▶ **Extract provided**:
This is an automated email from the ASF dual-hosted git repository.
ueshin pushed a commit to branch master
in repository https://gitbox.apache.org/repos/asf/spark.git
The following commit(s) were added to refs/heads/master by this push:
new f54644719535 [SPARK-55296][PS][FOLLOW-UP] Disconnect the anchor for
more cases to mimic the CoW mode behavior
f54644719535 is described below
commit f546447195356ab5e838cd4170fb8fe16f7973ba
Author: Takuya Ueshin <[email protected]>
AuthorDate: Tue Feb 24 12:15:16 2026 -0800
[SPARK-55296][PS][FOLLOW-UP] Disconnect the anchor for more cases to mimic
the CoW mode behavior
### What changes were proposed in this pull request?
This is another follow-up of apache/spark#54375.
Disconnects the anchor for more cases.
### Why are the changes needed?
The anchor can be disconnect in most cases with pandas 3 to mimic the CoW
mode behavior.

▶ **Material provided**:

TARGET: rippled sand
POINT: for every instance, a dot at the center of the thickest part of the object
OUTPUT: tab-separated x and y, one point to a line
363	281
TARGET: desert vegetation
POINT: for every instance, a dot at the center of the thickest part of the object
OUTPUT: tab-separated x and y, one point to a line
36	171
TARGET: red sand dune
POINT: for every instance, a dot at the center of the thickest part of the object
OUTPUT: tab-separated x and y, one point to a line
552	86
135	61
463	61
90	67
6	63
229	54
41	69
---
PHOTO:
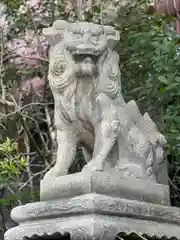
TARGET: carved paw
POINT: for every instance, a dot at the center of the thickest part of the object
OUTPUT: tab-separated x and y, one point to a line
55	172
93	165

▶ **What to work on**: In the commit email, with which version of pandas can the anchor be disconnected in most cases to mimic the CoW mode behavior?

▶ **Answer to this exercise**: pandas 3